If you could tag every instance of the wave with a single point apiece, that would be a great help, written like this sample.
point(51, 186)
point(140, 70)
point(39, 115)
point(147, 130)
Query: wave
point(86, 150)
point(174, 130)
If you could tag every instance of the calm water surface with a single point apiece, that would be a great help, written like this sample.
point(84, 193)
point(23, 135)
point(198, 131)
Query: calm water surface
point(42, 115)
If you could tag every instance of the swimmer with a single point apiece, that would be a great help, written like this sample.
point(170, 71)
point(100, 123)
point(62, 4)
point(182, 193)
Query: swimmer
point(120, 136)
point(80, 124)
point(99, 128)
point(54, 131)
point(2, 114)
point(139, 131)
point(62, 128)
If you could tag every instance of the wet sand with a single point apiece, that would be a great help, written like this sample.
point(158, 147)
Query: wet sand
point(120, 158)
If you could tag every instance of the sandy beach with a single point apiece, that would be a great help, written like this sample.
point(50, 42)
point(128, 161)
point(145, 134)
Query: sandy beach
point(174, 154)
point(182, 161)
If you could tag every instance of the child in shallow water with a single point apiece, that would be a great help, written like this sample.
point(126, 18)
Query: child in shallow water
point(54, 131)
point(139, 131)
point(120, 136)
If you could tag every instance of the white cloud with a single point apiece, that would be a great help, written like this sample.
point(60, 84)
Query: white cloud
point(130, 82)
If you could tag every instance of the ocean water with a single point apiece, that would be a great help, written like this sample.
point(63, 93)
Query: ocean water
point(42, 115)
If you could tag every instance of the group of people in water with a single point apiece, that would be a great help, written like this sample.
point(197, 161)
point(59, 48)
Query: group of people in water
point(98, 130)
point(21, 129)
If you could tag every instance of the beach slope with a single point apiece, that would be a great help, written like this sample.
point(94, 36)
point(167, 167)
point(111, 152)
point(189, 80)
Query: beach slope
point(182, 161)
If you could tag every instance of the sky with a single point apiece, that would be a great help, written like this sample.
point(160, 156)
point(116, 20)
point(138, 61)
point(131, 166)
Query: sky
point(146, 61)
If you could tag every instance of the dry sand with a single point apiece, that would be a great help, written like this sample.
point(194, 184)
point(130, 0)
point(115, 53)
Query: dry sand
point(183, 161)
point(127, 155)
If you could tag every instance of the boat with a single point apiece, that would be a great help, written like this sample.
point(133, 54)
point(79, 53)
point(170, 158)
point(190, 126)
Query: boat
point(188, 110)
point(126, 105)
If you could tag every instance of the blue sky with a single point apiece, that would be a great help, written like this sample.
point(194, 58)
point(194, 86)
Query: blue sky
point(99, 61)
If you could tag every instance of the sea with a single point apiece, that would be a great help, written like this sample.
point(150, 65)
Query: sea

# # # #

• **Given instruction**: Copy the records above word for word.

• **Solved problem**:
If you could tag every instance of the wave with a single point apiece, that would be a great help, written like this sample.
point(51, 186)
point(140, 70)
point(39, 115)
point(147, 130)
Query: wave
point(86, 150)
point(174, 130)
If you could tag every instance of the calm water surface with a single point apiece, that would be a great help, written like this sample.
point(84, 193)
point(23, 135)
point(198, 131)
Query: calm water surface
point(42, 115)
If you could tag every instance of the swimmer with a single point apiece, that would be a great help, written like this sample.
point(170, 71)
point(100, 123)
point(62, 4)
point(182, 193)
Query: swimmer
point(120, 136)
point(80, 124)
point(99, 128)
point(54, 131)
point(2, 114)
point(139, 131)
point(62, 128)
If you could tag every instance of the wet sand with a single point apiece, that would be a great help, written like this sample.
point(158, 147)
Query: wet sand
point(120, 158)
If you could tag every instance of the sandy beach with a single point apiece, that would be a great help, written like this sample.
point(50, 42)
point(128, 161)
point(145, 134)
Query: sandy beach
point(174, 154)
point(182, 161)
If you could tag every instance of the child in shallow water with a single point apiece, that would be a great help, written like this sample.
point(126, 18)
Query: child in shallow water
point(54, 131)
point(139, 131)
point(120, 136)
If you could tag every instance of the white cloud with a single point apiece, that would be a great help, written like this sample.
point(60, 84)
Query: white cloud
point(130, 82)
If you could tag every instance of the ocean water with a single point apiece, that would be a great help, written like this sample.
point(63, 93)
Query: ocean water
point(42, 115)
If you could tag every instance of the group of people in water with a single point apiece, that would be a great help, written like this sample.
point(197, 161)
point(59, 48)
Query: group of people in water
point(98, 130)
point(21, 129)
If you could tag every instance of the beach slope with a single point apiece, that would be a great help, written like this sample.
point(94, 36)
point(167, 167)
point(111, 152)
point(189, 80)
Query: beach slope
point(182, 161)
If you could tag every instance of the sky with a single point apiece, that would be a great help, written like this sample.
point(160, 156)
point(116, 20)
point(138, 61)
point(131, 166)
Query: sky
point(146, 61)
If you could tag every instance of the dry sand with a single point apiece, that would be a great help, written like this sample.
point(194, 184)
point(130, 0)
point(115, 53)
Query: dry sand
point(183, 161)
point(127, 155)
If you could tag every instance of the boat with a single point apiece, that would be a great help, written like this sample.
point(133, 54)
point(79, 53)
point(170, 158)
point(190, 126)
Query: boat
point(188, 110)
point(126, 105)
If you could tag every instance of the blue sky with a single point apiece, that would be a great help, written like this sample.
point(194, 58)
point(194, 86)
Query: blue sky
point(99, 61)
If you could tag every instance of the sea with a single point apiece, that would be a great help, written like this sample.
point(150, 65)
Query: sea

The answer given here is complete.